### Goal
In every item below, swap "Input query" for "Search phrase" and write out the lines again with nothing else altered.

[Entries on finding named things]
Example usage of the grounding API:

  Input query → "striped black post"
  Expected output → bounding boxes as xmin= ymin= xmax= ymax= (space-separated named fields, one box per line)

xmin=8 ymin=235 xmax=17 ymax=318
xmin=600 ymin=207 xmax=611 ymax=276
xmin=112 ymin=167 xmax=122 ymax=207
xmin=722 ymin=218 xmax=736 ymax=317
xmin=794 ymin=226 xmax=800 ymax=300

### Exercise output
Example usage of the grounding API:

  Search phrase → "striped black post"
  Expected output → bounding boxes as xmin= ymin= xmax= ymax= (space-separated named fields, one box per line)

xmin=8 ymin=235 xmax=17 ymax=318
xmin=600 ymin=207 xmax=611 ymax=276
xmin=112 ymin=167 xmax=122 ymax=207
xmin=722 ymin=218 xmax=736 ymax=317
xmin=794 ymin=226 xmax=800 ymax=300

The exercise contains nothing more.